Start of RECORD SET

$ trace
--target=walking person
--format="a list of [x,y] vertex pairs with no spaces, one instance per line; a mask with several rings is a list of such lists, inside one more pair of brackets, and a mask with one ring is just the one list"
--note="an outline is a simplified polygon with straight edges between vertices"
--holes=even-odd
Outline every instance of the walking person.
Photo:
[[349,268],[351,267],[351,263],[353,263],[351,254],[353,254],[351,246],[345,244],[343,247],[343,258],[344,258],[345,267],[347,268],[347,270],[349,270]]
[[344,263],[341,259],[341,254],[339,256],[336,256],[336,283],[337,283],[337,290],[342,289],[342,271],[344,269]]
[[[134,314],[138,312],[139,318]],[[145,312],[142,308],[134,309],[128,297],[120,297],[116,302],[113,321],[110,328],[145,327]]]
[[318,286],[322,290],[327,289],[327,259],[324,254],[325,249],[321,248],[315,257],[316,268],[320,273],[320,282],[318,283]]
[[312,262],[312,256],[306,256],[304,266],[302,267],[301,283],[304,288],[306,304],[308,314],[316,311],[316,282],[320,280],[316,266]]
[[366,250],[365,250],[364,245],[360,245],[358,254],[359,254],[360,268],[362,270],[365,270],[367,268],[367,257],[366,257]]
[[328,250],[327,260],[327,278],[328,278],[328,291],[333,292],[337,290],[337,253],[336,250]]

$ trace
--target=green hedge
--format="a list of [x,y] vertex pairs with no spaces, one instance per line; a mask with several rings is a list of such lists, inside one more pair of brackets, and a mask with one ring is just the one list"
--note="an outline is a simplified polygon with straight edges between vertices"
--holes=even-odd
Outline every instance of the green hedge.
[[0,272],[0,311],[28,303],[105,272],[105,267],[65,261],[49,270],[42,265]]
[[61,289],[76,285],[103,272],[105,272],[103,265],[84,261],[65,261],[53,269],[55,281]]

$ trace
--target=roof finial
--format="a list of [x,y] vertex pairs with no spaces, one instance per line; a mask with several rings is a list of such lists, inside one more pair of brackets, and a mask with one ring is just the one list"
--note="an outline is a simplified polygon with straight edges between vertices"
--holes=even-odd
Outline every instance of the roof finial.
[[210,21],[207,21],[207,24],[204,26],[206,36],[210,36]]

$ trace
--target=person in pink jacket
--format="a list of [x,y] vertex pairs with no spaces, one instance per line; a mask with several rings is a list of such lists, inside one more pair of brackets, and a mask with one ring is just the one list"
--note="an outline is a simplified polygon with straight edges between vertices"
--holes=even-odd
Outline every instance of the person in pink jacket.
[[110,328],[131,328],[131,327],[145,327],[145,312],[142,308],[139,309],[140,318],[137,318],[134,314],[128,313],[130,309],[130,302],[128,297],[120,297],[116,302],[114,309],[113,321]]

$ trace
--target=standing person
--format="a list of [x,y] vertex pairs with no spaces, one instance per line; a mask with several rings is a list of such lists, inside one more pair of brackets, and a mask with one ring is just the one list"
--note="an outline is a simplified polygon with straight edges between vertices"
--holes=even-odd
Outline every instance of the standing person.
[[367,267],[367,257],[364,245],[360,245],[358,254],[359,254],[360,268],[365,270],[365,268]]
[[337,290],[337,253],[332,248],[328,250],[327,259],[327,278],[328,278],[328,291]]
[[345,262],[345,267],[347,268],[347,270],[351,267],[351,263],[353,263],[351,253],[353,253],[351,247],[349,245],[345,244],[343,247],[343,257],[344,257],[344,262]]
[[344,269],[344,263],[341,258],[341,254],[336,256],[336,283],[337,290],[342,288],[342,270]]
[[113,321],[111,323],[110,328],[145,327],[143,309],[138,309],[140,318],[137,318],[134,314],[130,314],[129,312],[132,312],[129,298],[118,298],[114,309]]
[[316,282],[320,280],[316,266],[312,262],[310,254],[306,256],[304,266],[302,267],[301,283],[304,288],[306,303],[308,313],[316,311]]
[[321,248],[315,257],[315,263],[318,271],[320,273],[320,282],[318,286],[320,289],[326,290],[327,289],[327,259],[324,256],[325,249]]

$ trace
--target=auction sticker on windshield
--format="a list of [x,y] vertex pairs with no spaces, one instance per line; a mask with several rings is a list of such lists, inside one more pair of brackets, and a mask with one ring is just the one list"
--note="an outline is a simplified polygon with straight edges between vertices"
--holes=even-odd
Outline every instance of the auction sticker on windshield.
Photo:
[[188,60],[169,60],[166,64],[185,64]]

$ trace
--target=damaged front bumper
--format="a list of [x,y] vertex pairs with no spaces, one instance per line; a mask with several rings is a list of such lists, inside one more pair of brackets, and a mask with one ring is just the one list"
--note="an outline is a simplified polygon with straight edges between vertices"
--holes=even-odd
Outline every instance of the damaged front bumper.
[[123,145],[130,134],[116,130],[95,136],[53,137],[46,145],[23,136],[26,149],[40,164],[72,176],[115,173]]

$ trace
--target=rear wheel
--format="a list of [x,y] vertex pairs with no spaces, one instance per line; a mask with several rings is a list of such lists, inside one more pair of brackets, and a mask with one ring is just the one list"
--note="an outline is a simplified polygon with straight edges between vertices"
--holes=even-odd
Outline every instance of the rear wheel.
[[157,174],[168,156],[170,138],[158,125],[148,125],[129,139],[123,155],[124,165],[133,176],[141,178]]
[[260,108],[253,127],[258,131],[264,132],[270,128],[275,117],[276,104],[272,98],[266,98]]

End of RECORD SET

*TO BE DONE*.
Quote all the records. Keep every word exact.

*TASK RESULT*.
$ trace
--target=walking person
--format="a list of [x,y] vertex pairs with no spaces, one instance per line; a mask with several rings is a list of such lists, inside one more pair of brackets, and a mask with one ring is just the one list"
--note="an outline is a simplified polygon with straight edges between vertices"
--holes=even-odd
Outline every instance of the walking person.
Photo:
[[349,268],[351,267],[351,263],[353,263],[351,254],[353,254],[351,246],[345,244],[343,247],[343,258],[344,258],[345,267],[347,268],[347,270],[349,270]]
[[344,263],[341,259],[341,254],[339,256],[336,256],[336,283],[337,283],[337,290],[342,289],[342,271],[344,269]]
[[[134,314],[138,312],[139,318]],[[145,312],[142,308],[134,309],[128,297],[120,297],[116,302],[113,321],[110,328],[145,327]]]
[[318,286],[322,290],[327,289],[327,259],[324,254],[325,249],[321,248],[315,257],[316,268],[320,273],[320,282],[318,283]]
[[312,262],[312,256],[306,256],[304,266],[302,267],[301,283],[304,288],[306,304],[308,314],[316,311],[316,282],[320,280],[316,266]]
[[366,250],[365,250],[364,245],[360,245],[358,254],[359,254],[360,268],[362,270],[365,270],[367,268],[367,257],[366,257]]
[[328,250],[327,260],[327,278],[328,278],[328,291],[333,292],[337,290],[337,253],[336,250]]

$ trace
--target=green hedge
--format="a list of [x,y] vertex pairs with no spaces, one instance per line; a mask with several rings is a list of such lists, inside one more pair of brackets, and a mask with one ring is just the one list"
--note="an outline is a simplified polygon with straight edges between vertices"
--holes=even-odd
Outline every instance of the green hedge.
[[0,272],[0,311],[28,303],[105,272],[105,267],[65,261],[49,270],[42,265]]
[[61,289],[76,285],[103,272],[105,272],[103,265],[84,261],[65,261],[53,269],[55,281]]

$ trace
--target=roof finial
--format="a list of [x,y] vertex pairs with no spaces, one instance per line; a mask with several rings is a list of such lists, inside one more pair of brackets, and a mask with one ring is just the one list"
--note="an outline is a simplified polygon with straight edges between vertices"
--holes=even-odd
Outline every instance of the roof finial.
[[210,21],[207,21],[207,24],[204,26],[206,36],[210,36]]

$ trace
--target=person in pink jacket
--format="a list of [x,y] vertex pairs with no spaces, one instance per line; a mask with several rings is a list of such lists, inside one more pair of brackets, and a mask with one ring is just the one list"
--note="an outline is a simplified polygon with straight edges between vertices"
--holes=even-odd
Outline every instance of the person in pink jacket.
[[110,328],[131,328],[131,327],[145,327],[145,312],[142,308],[139,309],[140,318],[137,318],[134,314],[128,313],[130,309],[130,302],[128,297],[120,297],[116,302],[114,309],[113,321]]

$ trace
--target=standing person
--format="a list of [x,y] vertex pairs with no spaces, one instance per line; a mask with several rings is a list of such lists, inside one more pair of brackets, and a mask with one ring is just the one list"
--note="an outline is a simplified polygon with straight edges between vertices"
--holes=even-odd
Outline every instance of the standing person.
[[367,267],[367,257],[364,245],[360,245],[358,254],[359,254],[360,268],[365,270],[365,268]]
[[337,290],[337,253],[332,248],[328,250],[327,259],[327,278],[328,278],[328,291]]
[[345,262],[345,267],[347,268],[347,270],[351,267],[351,263],[353,263],[351,253],[353,253],[351,247],[349,245],[345,244],[343,247],[343,257],[344,257],[344,262]]
[[344,269],[344,263],[341,258],[341,254],[336,256],[336,283],[337,290],[342,288],[342,270]]
[[113,321],[111,323],[110,328],[145,327],[143,309],[138,309],[140,318],[137,318],[134,314],[130,314],[129,312],[132,312],[129,298],[118,298],[114,309]]
[[316,282],[320,280],[316,266],[312,262],[310,254],[306,256],[304,266],[302,267],[301,283],[304,288],[306,303],[308,313],[316,311]]
[[321,248],[315,257],[315,263],[318,271],[320,273],[320,282],[318,286],[320,289],[326,290],[327,289],[327,259],[324,256],[325,249]]

$ trace
--target=auction sticker on windshield
--format="a list of [x,y] vertex pairs with no spaces, one instance per line; a mask with several rings is a list of such lists, inside one more pair of brackets, and a mask with one ring is just the one list"
--note="an outline is a simplified polygon with straight edges between vertices"
--holes=even-odd
Outline every instance of the auction sticker on windshield.
Photo:
[[188,60],[169,60],[166,64],[185,64]]

$ trace
--target=damaged front bumper
--format="a list of [x,y] vertex pairs with no spaces, one instance per line; a mask with several rings is a list of such lists, inside one more pair of brackets, and a mask with one ring is just the one list"
--note="an outline is a simplified polygon with straight edges between vertices"
--holes=even-odd
Outline every instance of the damaged front bumper.
[[123,145],[130,134],[116,130],[95,136],[53,137],[46,145],[23,136],[26,149],[40,164],[72,176],[115,173]]

$ trace
--target=rear wheel
--format="a list of [x,y] vertex pairs with no spaces, one instance per line; a mask with several rings is a list of such lists, inside one more pair of brackets, and a mask with one ring is just the one list"
--note="an outline is a simplified polygon with straight edges between vertices"
--holes=even-odd
Outline every instance of the rear wheel.
[[157,174],[168,156],[170,138],[158,125],[148,125],[129,139],[123,155],[124,165],[133,176],[141,178]]
[[260,108],[253,127],[258,131],[264,132],[270,128],[275,117],[276,104],[272,98],[266,98]]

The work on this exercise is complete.